Dataset records —
::::

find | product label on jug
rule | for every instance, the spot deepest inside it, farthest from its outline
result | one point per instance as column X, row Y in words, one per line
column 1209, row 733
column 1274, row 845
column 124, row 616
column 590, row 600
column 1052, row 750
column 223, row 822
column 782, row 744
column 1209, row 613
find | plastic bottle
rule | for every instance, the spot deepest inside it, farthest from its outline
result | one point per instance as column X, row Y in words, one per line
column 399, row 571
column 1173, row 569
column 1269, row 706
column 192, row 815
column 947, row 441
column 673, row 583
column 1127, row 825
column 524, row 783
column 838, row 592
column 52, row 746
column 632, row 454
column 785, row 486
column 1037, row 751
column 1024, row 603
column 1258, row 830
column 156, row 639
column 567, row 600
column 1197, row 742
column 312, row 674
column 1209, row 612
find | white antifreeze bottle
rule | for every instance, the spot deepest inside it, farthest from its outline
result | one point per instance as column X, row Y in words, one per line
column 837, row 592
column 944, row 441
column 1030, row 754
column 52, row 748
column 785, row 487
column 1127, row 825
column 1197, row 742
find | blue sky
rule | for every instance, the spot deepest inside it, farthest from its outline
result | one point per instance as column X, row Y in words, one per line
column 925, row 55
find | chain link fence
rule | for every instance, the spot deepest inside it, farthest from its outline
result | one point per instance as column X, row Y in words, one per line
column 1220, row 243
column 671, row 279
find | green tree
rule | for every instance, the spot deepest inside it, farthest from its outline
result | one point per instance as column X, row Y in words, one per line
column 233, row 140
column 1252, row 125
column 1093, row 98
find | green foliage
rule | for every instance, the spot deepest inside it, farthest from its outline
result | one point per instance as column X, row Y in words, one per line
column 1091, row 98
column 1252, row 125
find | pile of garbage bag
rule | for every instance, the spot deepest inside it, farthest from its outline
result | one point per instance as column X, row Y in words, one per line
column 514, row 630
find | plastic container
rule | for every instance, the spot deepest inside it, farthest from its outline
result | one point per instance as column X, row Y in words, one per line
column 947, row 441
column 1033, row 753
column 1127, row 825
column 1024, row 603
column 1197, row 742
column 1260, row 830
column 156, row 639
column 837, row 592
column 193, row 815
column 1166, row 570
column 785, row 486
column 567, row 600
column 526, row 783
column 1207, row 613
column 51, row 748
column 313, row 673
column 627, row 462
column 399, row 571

::::

Aim —
Rewrite all the rows above, putting "for each instance" wherever "for every instance" appears and keeping everything else the same.

Exercise result —
find | product label on jug
rule | for each instance, the spot deepest inside it, farthest from its outline
result | one point per instance as column X, row Y in words, one per line
column 1209, row 733
column 1274, row 845
column 124, row 616
column 590, row 600
column 1052, row 750
column 223, row 822
column 782, row 744
column 1209, row 613
find | plastic bottle
rule | for each instance, the spot deepest inside it, farthest from its outline
result | one point per instance as column X, row Y in words, one per line
column 399, row 571
column 1173, row 569
column 1269, row 706
column 192, row 815
column 947, row 441
column 673, row 583
column 1127, row 825
column 524, row 783
column 838, row 592
column 52, row 746
column 632, row 454
column 785, row 486
column 1037, row 751
column 1024, row 603
column 1258, row 830
column 156, row 639
column 567, row 600
column 1197, row 742
column 312, row 674
column 1209, row 612
find | white antifreeze bottle
rule | for each instance, the spot deepest inside it, farthest from its outline
result | one point per instance as column X, row Y in words, one per line
column 837, row 592
column 944, row 441
column 1030, row 754
column 52, row 748
column 785, row 487
column 1127, row 825
column 1197, row 742
find | blue sky
rule | for each instance, the spot deepest inside it, farthest from its outline
result | one point per instance as column X, row Y in words, one per line
column 925, row 55
find | chain link fence
rule | for each instance, the spot deepest inside it, farthest from its outline
result | one point per instance as column X, row Y in words, one per line
column 1220, row 243
column 671, row 279
find | green tree
rule | for each instance, the spot deepest inside it, farthest from its outline
result | one point per instance as column X, row Y in words, one per line
column 233, row 140
column 1252, row 125
column 1093, row 98
find | green foliage
rule | for each instance, the spot deepest inside it, farthest from its outline
result | one point per instance as column X, row Y in words, one per line
column 1091, row 98
column 1252, row 125
find | pile of garbage bag
rule | for each instance, the spot deepest inside it, farthest from its outline
result | one point per instance as column X, row Y in words, one per line
column 514, row 630
find | plastic container
rule | for each instance, the spot deepest inside it, farthest from its outline
result | one point per instance as column X, row Y in words, one per line
column 947, row 441
column 1033, row 753
column 1127, row 825
column 1024, row 603
column 1197, row 742
column 1260, row 830
column 156, row 639
column 837, row 592
column 193, row 815
column 1166, row 570
column 785, row 486
column 567, row 600
column 526, row 783
column 1207, row 613
column 51, row 748
column 313, row 673
column 627, row 462
column 399, row 571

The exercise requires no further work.